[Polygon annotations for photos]

+-------+

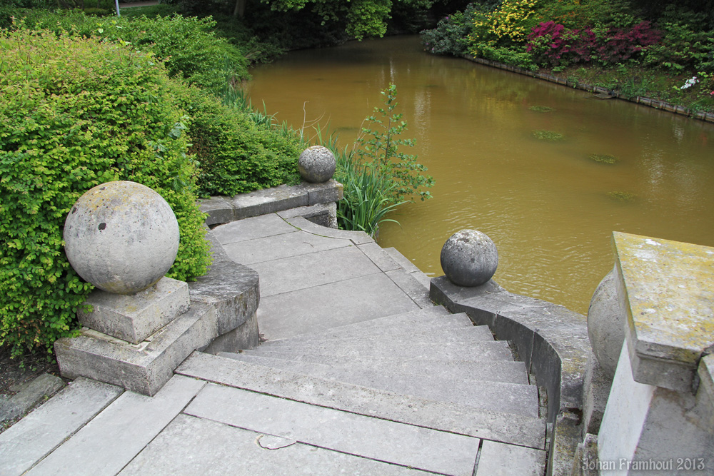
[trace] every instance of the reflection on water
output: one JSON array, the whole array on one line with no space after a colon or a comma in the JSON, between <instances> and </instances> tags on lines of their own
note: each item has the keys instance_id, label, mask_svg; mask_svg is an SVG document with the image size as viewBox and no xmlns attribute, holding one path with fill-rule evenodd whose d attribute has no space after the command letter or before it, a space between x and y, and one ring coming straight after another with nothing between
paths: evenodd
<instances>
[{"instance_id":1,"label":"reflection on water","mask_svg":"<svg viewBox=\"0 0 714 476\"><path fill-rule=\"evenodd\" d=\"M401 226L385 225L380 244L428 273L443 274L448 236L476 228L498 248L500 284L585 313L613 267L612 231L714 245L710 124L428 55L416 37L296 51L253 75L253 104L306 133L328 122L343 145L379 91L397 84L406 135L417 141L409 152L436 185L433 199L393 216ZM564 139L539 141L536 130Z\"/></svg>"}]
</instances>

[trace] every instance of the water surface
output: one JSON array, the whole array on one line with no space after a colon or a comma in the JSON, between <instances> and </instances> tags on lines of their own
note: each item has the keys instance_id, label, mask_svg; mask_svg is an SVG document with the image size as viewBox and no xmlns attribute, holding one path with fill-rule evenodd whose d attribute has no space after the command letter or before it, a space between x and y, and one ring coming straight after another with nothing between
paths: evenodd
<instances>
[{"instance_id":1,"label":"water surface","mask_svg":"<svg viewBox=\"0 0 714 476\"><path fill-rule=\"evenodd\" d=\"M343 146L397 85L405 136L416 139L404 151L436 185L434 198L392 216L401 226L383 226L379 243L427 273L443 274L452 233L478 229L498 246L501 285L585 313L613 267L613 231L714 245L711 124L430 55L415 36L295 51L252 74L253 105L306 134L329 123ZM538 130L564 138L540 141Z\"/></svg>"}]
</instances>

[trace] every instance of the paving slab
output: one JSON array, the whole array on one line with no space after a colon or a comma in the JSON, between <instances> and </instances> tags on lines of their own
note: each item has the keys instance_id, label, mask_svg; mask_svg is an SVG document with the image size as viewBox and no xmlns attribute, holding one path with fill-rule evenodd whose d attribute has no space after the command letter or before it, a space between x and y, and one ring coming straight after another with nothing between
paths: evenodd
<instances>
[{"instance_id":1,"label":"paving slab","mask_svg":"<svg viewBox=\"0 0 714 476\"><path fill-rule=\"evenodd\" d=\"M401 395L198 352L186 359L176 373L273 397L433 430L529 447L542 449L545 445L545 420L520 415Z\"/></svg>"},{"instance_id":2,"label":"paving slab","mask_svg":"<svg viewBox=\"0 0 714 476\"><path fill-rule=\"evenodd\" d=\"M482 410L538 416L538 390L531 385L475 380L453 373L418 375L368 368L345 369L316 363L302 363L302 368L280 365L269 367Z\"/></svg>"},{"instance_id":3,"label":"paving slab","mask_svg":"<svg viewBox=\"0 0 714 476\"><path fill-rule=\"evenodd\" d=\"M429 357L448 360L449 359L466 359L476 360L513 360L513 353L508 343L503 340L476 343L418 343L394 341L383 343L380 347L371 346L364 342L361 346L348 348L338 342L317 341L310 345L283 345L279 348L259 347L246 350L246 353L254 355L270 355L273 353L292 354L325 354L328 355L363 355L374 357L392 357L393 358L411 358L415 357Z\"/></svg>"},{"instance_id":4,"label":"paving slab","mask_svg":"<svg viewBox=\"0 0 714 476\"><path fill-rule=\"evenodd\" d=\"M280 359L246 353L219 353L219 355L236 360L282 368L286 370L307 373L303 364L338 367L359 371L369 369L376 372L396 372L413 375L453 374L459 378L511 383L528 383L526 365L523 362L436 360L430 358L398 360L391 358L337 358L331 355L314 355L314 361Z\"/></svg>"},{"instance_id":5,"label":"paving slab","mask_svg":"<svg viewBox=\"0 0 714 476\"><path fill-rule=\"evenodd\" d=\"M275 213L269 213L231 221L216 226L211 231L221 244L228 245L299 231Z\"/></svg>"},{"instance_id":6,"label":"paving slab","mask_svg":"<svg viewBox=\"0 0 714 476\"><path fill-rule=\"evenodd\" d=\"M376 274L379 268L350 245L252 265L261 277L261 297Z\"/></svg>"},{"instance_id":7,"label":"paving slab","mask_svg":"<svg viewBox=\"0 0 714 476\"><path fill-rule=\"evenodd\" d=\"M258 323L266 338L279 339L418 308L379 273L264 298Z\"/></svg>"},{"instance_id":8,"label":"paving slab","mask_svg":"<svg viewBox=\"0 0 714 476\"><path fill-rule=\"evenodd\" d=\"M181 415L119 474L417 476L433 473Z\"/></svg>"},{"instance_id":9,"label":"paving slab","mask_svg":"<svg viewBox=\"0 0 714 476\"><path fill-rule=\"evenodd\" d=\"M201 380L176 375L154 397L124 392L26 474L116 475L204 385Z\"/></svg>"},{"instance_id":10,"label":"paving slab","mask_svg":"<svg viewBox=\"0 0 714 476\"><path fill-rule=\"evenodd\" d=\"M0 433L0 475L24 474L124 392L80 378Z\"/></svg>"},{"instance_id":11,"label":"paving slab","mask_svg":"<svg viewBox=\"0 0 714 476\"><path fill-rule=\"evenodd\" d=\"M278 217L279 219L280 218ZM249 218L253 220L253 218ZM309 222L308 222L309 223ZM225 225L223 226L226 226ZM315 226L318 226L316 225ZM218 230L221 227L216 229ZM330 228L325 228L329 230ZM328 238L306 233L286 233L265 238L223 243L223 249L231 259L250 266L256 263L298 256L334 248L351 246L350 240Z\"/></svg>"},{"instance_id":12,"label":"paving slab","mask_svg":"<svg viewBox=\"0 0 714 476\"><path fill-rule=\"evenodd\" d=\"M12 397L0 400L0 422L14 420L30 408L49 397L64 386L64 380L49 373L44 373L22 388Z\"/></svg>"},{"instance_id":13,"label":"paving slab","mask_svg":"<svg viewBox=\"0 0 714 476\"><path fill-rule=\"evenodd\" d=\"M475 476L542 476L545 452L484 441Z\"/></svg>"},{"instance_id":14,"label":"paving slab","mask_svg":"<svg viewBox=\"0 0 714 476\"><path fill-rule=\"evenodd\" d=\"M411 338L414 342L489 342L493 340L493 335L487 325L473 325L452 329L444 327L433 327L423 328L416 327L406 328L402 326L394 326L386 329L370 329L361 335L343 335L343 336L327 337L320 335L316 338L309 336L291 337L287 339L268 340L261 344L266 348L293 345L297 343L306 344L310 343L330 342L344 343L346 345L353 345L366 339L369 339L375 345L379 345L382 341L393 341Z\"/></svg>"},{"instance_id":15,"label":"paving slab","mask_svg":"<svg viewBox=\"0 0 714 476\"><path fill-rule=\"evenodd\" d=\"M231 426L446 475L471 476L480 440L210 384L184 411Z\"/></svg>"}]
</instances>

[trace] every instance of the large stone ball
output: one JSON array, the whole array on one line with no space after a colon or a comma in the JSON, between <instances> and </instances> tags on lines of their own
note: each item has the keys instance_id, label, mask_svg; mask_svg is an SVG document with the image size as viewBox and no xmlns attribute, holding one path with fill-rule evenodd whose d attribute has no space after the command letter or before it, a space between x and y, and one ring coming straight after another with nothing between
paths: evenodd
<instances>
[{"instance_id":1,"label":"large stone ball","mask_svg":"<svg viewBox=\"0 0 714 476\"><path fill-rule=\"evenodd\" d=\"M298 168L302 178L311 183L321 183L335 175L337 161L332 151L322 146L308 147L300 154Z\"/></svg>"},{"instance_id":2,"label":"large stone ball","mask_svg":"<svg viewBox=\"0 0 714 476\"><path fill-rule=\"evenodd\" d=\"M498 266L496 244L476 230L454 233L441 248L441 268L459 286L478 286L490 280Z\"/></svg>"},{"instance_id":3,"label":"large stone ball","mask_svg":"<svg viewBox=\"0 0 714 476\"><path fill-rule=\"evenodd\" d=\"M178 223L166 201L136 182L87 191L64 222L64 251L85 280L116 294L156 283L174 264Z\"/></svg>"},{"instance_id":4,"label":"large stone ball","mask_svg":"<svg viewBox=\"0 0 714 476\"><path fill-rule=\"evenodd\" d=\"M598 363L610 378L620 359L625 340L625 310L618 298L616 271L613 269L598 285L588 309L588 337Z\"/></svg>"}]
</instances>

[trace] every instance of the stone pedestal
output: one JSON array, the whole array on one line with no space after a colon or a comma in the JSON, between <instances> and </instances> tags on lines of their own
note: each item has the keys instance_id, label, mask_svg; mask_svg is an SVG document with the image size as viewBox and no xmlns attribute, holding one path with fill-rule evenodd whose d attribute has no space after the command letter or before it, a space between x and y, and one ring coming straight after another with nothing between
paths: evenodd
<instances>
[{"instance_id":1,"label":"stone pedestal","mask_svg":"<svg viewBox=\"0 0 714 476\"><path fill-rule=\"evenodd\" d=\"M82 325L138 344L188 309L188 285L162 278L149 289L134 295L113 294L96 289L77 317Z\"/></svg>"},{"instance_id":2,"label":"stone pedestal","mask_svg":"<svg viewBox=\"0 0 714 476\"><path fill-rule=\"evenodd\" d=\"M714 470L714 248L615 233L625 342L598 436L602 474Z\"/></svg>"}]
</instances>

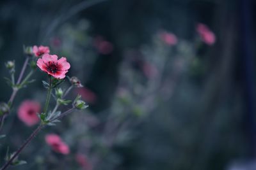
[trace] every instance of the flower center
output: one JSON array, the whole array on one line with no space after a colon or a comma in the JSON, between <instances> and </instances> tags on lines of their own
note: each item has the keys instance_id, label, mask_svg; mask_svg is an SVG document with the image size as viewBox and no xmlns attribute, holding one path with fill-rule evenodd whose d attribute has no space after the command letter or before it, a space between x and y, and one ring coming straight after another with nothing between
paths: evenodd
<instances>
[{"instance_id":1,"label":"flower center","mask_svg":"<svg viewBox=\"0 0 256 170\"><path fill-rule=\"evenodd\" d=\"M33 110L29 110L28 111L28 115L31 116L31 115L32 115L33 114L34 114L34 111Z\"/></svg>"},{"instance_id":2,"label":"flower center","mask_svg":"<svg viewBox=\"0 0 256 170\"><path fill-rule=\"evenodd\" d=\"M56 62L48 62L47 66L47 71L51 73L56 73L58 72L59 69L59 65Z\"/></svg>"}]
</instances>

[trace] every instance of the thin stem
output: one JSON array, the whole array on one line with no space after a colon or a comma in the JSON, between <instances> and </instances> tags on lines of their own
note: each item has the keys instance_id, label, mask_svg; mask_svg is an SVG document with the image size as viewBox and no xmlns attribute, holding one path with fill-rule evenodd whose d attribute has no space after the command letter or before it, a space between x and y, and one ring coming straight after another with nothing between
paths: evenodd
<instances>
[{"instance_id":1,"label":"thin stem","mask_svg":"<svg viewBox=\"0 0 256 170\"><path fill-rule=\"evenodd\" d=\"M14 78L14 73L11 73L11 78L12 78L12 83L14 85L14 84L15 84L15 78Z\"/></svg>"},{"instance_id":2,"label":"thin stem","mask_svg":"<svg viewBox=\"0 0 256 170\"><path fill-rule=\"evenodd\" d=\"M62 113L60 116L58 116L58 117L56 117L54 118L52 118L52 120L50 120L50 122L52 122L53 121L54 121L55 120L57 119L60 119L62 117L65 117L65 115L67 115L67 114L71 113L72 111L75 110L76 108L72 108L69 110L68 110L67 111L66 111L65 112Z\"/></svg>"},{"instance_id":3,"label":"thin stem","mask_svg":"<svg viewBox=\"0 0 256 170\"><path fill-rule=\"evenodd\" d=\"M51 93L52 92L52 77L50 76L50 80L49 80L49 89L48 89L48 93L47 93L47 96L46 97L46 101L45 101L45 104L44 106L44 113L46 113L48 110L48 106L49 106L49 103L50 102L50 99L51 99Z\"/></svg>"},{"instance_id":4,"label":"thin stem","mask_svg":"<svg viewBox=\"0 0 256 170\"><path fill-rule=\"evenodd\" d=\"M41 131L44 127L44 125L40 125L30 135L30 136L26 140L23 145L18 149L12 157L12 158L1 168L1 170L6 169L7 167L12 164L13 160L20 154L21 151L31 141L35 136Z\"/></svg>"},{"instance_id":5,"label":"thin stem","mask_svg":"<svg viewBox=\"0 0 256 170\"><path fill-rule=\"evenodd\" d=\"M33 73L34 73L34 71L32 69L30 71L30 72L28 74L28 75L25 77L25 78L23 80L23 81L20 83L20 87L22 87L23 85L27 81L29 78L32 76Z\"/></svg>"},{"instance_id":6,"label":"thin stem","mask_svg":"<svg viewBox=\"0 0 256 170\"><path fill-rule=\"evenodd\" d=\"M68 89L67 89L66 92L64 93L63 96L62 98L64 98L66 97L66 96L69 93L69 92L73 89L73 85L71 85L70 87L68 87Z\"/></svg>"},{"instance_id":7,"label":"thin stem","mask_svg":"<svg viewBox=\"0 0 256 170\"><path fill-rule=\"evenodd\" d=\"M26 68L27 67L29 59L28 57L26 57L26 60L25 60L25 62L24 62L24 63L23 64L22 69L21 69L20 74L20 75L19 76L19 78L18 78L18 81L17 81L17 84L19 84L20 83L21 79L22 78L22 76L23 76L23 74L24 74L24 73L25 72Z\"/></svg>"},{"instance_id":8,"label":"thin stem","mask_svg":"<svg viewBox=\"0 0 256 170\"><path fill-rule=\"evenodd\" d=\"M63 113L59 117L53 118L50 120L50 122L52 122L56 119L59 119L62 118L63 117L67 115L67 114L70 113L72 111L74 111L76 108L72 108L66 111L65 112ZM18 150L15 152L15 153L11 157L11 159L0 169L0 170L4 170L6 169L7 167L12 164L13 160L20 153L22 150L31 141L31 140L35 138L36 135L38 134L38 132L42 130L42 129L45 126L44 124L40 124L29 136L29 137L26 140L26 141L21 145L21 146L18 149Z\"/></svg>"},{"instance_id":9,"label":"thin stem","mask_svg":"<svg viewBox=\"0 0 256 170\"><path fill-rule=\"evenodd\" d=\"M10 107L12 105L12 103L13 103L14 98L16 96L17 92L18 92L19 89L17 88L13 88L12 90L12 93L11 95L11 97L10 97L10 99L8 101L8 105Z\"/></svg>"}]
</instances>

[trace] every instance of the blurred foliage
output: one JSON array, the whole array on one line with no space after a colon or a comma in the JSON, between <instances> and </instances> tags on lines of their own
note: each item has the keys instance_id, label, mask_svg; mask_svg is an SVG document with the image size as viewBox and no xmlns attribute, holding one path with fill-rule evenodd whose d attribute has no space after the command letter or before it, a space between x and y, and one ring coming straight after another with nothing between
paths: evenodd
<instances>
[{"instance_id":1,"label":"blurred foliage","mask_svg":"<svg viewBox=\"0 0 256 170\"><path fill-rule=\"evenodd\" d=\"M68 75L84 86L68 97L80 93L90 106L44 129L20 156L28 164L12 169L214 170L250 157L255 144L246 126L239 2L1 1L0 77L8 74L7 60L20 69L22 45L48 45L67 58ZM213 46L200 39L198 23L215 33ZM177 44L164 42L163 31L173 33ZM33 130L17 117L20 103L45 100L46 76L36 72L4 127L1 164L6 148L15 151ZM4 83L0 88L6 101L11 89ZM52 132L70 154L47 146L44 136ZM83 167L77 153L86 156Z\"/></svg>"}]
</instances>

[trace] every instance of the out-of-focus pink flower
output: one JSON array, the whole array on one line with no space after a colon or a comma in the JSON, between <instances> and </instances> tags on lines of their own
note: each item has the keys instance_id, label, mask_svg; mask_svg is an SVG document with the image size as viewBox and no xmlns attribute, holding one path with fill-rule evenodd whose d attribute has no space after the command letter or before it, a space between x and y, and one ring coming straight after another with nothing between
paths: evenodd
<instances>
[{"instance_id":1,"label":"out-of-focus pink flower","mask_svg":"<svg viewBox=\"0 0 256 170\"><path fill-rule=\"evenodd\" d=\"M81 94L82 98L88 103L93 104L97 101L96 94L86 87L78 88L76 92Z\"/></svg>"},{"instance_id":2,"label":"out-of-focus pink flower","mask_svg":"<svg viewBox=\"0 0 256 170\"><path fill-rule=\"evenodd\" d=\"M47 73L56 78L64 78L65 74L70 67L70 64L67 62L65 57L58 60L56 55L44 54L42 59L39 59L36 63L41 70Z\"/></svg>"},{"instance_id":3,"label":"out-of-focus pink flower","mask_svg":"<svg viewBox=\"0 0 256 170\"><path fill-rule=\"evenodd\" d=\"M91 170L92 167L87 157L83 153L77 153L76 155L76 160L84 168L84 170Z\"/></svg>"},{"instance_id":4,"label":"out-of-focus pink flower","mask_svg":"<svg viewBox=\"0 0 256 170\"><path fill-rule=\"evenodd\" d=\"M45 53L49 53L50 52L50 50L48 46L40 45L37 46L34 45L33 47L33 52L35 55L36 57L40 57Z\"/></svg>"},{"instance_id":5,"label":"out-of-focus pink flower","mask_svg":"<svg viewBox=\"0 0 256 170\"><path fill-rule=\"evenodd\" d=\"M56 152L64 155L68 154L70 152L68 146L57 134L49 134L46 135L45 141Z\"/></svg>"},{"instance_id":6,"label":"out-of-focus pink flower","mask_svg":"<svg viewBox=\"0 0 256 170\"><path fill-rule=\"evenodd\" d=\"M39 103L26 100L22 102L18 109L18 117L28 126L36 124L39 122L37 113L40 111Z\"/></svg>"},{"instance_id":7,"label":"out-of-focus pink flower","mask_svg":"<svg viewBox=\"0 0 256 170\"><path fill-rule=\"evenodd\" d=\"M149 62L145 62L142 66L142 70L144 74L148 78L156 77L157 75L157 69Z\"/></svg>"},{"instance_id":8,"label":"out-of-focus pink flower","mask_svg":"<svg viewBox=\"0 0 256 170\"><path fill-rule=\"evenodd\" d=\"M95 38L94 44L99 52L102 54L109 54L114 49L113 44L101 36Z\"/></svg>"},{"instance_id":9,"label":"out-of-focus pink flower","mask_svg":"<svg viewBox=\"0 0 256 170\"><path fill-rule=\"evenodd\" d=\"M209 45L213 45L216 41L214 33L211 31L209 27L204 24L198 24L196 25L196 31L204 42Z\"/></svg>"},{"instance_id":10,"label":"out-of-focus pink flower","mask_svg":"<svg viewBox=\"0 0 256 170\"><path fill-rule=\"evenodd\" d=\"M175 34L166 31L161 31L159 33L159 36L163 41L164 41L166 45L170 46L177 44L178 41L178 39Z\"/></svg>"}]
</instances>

+-------+

Pick out each line in the items above that contains the string "pedestal" and copy those lines in full.

[trace] every instance of the stone pedestal
[{"instance_id":1,"label":"stone pedestal","mask_svg":"<svg viewBox=\"0 0 714 476\"><path fill-rule=\"evenodd\" d=\"M82 325L138 344L188 309L188 285L162 278L149 289L134 295L113 294L96 289L77 317Z\"/></svg>"},{"instance_id":2,"label":"stone pedestal","mask_svg":"<svg viewBox=\"0 0 714 476\"><path fill-rule=\"evenodd\" d=\"M714 470L714 248L615 233L625 342L598 436L602 474Z\"/></svg>"}]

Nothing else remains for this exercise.